_Given request:_
Which of the rows below contain the word "glass"? Pull out each one and copy it in full.

_Records provided:_
● ● ● ● ● ● ●
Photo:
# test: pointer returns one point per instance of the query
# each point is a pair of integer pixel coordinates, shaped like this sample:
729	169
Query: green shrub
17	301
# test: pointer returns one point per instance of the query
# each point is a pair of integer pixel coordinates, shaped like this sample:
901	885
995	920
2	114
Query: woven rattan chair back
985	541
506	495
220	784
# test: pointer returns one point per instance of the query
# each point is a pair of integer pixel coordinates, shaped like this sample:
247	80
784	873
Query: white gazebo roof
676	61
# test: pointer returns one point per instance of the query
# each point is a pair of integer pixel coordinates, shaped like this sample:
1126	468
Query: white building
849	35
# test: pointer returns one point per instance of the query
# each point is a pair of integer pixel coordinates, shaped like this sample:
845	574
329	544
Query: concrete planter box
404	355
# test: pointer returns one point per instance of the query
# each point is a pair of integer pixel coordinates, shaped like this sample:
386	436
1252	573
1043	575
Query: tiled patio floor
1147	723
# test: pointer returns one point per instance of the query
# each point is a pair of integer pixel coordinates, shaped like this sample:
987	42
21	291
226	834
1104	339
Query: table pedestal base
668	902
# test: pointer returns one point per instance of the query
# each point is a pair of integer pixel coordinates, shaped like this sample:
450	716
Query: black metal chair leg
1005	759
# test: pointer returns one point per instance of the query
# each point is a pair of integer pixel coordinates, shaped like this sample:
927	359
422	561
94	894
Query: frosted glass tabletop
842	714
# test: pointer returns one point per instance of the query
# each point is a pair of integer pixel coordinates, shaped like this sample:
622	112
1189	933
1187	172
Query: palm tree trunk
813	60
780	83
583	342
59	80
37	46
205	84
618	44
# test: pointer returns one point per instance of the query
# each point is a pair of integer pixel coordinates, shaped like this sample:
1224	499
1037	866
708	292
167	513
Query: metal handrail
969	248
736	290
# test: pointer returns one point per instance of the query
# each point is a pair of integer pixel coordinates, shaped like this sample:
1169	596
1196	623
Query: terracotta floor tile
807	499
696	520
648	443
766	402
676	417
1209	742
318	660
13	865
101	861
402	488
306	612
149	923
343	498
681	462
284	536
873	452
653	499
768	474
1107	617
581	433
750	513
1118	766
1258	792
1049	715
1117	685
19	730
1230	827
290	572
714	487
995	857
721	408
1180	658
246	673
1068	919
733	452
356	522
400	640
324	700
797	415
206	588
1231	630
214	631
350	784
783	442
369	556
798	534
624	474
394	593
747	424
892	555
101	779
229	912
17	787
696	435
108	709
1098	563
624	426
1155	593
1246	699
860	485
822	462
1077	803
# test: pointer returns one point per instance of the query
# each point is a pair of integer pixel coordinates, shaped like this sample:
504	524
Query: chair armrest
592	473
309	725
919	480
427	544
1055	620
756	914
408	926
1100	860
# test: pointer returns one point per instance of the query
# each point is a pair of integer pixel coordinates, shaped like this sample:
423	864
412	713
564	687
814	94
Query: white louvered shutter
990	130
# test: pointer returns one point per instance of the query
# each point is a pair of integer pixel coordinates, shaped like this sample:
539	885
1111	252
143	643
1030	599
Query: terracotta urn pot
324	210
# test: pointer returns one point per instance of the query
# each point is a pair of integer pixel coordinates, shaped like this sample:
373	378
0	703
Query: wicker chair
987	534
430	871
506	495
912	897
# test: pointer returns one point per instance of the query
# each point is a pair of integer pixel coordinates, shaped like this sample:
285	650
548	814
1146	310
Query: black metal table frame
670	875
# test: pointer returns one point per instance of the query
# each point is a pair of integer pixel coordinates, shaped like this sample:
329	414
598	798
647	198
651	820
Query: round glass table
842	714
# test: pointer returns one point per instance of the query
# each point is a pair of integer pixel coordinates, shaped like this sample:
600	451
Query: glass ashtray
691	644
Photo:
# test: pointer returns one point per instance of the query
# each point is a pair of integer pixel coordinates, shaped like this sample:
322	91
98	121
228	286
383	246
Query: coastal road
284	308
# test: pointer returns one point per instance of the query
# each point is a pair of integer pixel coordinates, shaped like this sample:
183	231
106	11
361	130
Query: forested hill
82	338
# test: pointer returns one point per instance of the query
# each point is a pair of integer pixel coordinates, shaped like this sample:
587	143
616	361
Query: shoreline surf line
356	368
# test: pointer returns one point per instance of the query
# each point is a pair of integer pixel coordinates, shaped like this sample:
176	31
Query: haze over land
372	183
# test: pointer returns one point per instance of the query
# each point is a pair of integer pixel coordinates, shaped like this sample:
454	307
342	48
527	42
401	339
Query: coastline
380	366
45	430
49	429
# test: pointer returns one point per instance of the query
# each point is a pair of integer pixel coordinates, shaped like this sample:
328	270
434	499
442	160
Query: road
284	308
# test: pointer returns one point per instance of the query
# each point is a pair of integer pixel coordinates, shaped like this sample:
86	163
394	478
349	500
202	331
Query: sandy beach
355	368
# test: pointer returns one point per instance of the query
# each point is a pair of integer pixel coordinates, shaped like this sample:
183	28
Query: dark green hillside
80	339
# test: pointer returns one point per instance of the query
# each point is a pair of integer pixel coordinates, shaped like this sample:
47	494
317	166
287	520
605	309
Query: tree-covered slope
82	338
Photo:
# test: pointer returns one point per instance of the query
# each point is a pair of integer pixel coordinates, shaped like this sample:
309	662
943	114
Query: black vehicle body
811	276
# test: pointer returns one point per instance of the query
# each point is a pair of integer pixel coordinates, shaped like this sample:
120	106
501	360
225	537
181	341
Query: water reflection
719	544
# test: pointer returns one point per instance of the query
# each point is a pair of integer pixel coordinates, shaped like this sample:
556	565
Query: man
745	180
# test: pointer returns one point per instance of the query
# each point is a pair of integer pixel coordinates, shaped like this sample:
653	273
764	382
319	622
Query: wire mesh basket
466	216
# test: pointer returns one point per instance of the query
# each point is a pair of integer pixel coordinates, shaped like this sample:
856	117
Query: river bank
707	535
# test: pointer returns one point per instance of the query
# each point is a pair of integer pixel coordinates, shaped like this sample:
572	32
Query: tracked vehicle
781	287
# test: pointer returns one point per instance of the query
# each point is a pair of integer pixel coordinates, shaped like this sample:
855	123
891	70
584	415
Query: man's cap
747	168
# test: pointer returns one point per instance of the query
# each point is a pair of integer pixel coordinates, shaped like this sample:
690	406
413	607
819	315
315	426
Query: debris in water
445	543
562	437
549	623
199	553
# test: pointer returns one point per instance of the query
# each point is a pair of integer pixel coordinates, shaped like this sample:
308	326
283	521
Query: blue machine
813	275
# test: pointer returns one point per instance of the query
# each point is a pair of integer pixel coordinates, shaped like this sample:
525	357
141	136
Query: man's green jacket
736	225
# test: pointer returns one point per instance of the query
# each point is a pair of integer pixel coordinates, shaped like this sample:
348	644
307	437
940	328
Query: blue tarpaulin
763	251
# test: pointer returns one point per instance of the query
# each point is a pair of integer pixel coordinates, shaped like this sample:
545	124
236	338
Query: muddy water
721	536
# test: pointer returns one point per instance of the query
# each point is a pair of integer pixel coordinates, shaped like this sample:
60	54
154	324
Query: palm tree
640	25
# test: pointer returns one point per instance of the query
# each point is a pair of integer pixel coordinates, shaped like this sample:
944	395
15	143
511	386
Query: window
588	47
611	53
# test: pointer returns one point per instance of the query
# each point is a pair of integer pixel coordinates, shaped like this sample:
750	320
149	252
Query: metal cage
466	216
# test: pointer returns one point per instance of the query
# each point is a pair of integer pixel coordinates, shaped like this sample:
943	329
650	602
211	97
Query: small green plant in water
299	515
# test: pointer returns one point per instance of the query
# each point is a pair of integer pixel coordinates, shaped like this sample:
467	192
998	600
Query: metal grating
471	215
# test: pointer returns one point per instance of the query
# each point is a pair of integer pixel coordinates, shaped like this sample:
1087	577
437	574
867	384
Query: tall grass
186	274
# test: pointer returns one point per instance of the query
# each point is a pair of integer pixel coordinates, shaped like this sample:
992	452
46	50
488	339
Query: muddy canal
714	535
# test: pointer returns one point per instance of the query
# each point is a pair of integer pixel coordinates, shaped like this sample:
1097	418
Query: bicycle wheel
● ● ● ● ● ● ●
_Exercise response:_
Query: frosted glass tabletop
Query: round glass table
Query: glass ashtray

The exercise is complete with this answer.